■ What is needed: Copy every item below word for word, changing nothing.

■ Listed entries:
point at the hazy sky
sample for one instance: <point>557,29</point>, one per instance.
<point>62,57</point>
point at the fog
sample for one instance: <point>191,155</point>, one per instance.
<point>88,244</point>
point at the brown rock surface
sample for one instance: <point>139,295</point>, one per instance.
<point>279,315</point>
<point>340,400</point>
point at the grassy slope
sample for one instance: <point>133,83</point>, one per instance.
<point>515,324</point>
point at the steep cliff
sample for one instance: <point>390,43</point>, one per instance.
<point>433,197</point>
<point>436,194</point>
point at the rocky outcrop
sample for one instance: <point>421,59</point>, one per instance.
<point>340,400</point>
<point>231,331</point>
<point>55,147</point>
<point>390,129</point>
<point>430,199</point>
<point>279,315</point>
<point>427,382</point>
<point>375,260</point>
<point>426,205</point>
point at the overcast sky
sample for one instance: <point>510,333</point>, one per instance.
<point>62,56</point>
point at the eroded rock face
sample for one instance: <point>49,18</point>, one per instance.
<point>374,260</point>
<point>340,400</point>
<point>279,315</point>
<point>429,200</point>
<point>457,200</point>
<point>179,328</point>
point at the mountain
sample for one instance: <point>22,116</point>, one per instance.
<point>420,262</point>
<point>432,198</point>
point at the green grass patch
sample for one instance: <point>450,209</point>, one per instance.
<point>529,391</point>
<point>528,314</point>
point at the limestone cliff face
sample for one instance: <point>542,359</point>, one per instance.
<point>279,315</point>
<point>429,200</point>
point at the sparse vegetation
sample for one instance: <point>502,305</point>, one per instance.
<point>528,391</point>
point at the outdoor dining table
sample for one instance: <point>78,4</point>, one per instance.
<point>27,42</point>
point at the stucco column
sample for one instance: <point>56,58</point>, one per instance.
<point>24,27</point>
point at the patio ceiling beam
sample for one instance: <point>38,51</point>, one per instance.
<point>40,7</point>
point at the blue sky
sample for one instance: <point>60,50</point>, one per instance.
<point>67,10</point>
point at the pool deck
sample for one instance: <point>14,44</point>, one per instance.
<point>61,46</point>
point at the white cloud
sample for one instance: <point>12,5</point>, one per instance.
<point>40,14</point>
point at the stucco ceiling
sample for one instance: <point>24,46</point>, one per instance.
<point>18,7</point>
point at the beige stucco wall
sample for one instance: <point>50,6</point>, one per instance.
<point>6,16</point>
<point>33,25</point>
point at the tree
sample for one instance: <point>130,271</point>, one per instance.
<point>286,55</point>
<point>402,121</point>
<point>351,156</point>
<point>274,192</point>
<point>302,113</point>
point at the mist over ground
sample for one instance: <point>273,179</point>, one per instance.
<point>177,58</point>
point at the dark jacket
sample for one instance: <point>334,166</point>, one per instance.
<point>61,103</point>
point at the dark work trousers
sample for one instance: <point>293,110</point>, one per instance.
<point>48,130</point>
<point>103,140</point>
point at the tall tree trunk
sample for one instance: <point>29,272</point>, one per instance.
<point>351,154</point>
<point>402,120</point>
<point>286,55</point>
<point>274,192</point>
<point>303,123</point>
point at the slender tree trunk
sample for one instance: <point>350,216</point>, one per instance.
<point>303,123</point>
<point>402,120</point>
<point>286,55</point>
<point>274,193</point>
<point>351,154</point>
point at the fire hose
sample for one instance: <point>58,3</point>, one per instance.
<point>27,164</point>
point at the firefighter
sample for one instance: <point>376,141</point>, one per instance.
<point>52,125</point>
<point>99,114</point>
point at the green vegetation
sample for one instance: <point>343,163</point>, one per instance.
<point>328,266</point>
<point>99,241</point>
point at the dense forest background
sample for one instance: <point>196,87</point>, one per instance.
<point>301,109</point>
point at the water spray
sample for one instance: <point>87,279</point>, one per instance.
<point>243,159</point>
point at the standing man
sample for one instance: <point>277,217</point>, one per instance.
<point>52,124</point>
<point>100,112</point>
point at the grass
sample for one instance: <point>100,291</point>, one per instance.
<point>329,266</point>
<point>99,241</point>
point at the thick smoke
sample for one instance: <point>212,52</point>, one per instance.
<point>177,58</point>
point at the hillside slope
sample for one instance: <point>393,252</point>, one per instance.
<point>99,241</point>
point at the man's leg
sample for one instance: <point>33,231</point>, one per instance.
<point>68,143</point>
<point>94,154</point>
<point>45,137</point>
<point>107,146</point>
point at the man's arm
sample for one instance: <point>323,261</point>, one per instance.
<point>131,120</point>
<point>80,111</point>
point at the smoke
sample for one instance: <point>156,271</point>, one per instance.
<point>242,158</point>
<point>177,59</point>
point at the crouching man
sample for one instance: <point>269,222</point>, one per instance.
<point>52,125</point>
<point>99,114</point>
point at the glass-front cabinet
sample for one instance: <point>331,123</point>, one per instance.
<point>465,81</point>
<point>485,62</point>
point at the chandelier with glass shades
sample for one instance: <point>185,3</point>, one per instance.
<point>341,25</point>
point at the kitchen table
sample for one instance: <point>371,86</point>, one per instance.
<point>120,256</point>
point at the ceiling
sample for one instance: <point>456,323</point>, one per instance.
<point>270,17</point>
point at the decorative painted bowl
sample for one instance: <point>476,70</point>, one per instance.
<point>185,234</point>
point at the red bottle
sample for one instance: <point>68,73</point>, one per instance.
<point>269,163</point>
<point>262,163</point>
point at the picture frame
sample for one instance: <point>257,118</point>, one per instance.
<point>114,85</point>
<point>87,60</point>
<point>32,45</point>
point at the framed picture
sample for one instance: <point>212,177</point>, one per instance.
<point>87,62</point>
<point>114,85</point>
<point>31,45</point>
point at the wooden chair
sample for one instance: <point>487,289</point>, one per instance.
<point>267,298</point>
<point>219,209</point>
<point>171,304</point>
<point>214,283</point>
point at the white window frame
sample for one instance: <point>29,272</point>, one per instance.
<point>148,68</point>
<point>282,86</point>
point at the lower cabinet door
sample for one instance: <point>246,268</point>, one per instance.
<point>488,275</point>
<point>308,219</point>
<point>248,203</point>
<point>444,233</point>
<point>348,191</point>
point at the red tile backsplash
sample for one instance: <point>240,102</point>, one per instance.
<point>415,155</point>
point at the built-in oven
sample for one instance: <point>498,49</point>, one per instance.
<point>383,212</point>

■ Task answer:
point at the hazy sky
sample for one instance: <point>557,29</point>, one per instance.
<point>62,57</point>
point at the fog
sample for one instance: <point>191,155</point>, one per instance.
<point>88,244</point>
point at the brown rock surface
sample for one instance: <point>139,295</point>, one per instance.
<point>279,315</point>
<point>340,400</point>
point at the grassy slope
sample for one instance: <point>133,83</point>, one per instance.
<point>515,324</point>
point at the steep cliff
sample for one instance: <point>390,43</point>, one per instance.
<point>433,197</point>
<point>436,194</point>
point at the rocky outcrop
sample for one instance: <point>421,59</point>, one per instance.
<point>340,400</point>
<point>231,331</point>
<point>55,147</point>
<point>390,129</point>
<point>430,199</point>
<point>279,315</point>
<point>427,382</point>
<point>375,260</point>
<point>426,205</point>
point at the overcast sky
sample for one instance: <point>510,333</point>, one per instance.
<point>62,56</point>
point at the eroded rock face
sample for one instance: <point>49,18</point>, one per instance.
<point>374,260</point>
<point>340,400</point>
<point>279,315</point>
<point>429,200</point>
<point>457,200</point>
<point>179,328</point>
point at the mountain
sample for one instance: <point>22,116</point>, one per instance.
<point>420,262</point>
<point>432,198</point>
point at the green grass patch
sample for one instance: <point>450,209</point>, one per instance.
<point>529,391</point>
<point>528,314</point>
point at the limestone cliff face
sample for one instance: <point>542,359</point>, one per instance.
<point>279,315</point>
<point>429,200</point>
point at the sparse vegetation
sample for one instance: <point>502,305</point>, one per instance.
<point>528,391</point>
point at the outdoor dining table
sample for one instance: <point>78,4</point>, one per instance.
<point>27,42</point>
point at the stucco column
sample for one instance: <point>56,58</point>, one per instance.
<point>24,27</point>
point at the patio ceiling beam
sample for one instance: <point>38,51</point>, one per instance.
<point>40,7</point>
point at the blue sky
sample for one instance: <point>60,50</point>, one per instance.
<point>67,10</point>
point at the pool deck
sample for one instance: <point>14,44</point>, one per instance.
<point>61,46</point>
point at the white cloud
sample for one instance: <point>12,5</point>, one per instance.
<point>40,14</point>
point at the stucco ceiling
sample for one instance: <point>24,46</point>, one per instance.
<point>18,7</point>
point at the beige stucco wall
sample for one instance: <point>50,6</point>, one per instance.
<point>6,16</point>
<point>33,25</point>
point at the tree
sample for one instance: <point>130,271</point>, one per instance.
<point>286,55</point>
<point>402,121</point>
<point>351,156</point>
<point>274,192</point>
<point>302,113</point>
point at the mist over ground
sample for one instance: <point>273,179</point>, one per instance.
<point>177,58</point>
point at the dark jacket
sample for one instance: <point>334,166</point>, one per instance.
<point>61,103</point>
point at the dark work trousers
sample for one instance: <point>293,110</point>, one per instance.
<point>48,130</point>
<point>103,140</point>
point at the tall tree trunk
sample for one instance: <point>29,272</point>, one per instance.
<point>351,154</point>
<point>402,120</point>
<point>286,55</point>
<point>274,192</point>
<point>303,123</point>
point at the slender tree trunk
sample for one instance: <point>350,216</point>, one per instance.
<point>303,123</point>
<point>402,120</point>
<point>286,55</point>
<point>274,193</point>
<point>351,154</point>
point at the fire hose
sample for one instance: <point>58,3</point>, one per instance.
<point>27,164</point>
point at the firefighter
sample for one instance: <point>376,141</point>, one per instance.
<point>52,125</point>
<point>99,114</point>
point at the green vegetation
sample for one instance: <point>343,163</point>, one per instance.
<point>328,266</point>
<point>99,241</point>
point at the dense forest background
sample for one instance: <point>196,87</point>, one per instance.
<point>301,109</point>
point at the water spray
sample for one instance: <point>87,279</point>, one per instance.
<point>243,159</point>
point at the standing man
sample for one instance: <point>277,217</point>, one per instance.
<point>52,124</point>
<point>100,112</point>
point at the grass
sample for one instance: <point>100,291</point>, one per instance.
<point>329,266</point>
<point>99,241</point>
point at the thick smoke
sample for one instance: <point>212,52</point>, one per instance.
<point>177,58</point>
point at the hillside slope
sample for one instance: <point>393,252</point>, one per instance.
<point>99,241</point>
point at the man's leg
sample for one instance: <point>33,231</point>, one per instance.
<point>68,143</point>
<point>94,154</point>
<point>45,137</point>
<point>107,146</point>
point at the man's arm
sample for one instance: <point>323,261</point>, one per instance.
<point>131,120</point>
<point>80,111</point>
point at the smoke
sample for one instance: <point>156,271</point>, one per instance.
<point>242,158</point>
<point>177,59</point>
point at the crouching man
sample for one instance: <point>269,222</point>, one per instance.
<point>52,125</point>
<point>99,114</point>
point at the glass-front cabinet
sample for one instance: <point>331,123</point>, one per instance.
<point>465,81</point>
<point>485,62</point>
point at the chandelier with glass shades
sample for one instance: <point>185,3</point>, one per instance.
<point>341,25</point>
point at the kitchen table
sample for one instance: <point>371,86</point>, one per instance.
<point>120,256</point>
point at the ceiling
sample for one instance: <point>456,323</point>, one per instance.
<point>270,17</point>
point at the decorative painted bowl
sample for one instance: <point>476,70</point>, one per instance.
<point>185,234</point>
point at the red bottle
sample for one instance: <point>68,73</point>, one per instance.
<point>269,163</point>
<point>262,163</point>
point at the picture frame
sample for one instance: <point>257,118</point>, one per instance.
<point>114,85</point>
<point>87,60</point>
<point>32,45</point>
point at the framed picture
sample for one instance: <point>212,177</point>, one per instance.
<point>87,62</point>
<point>114,85</point>
<point>31,45</point>
point at the wooden chair
sample for one instance: <point>487,289</point>, one per instance.
<point>267,298</point>
<point>219,209</point>
<point>171,304</point>
<point>214,283</point>
point at the white window frame
sample for one instance: <point>29,272</point>, one per instance.
<point>148,68</point>
<point>282,86</point>
point at the lower cabinet door
sample for one instance: <point>246,268</point>, one per instance.
<point>488,275</point>
<point>308,219</point>
<point>248,203</point>
<point>444,233</point>
<point>348,191</point>
point at the red tile backsplash
sample for one instance: <point>240,102</point>, one per instance.
<point>415,155</point>
point at the built-in oven
sample for one instance: <point>498,49</point>, one per instance.
<point>383,212</point>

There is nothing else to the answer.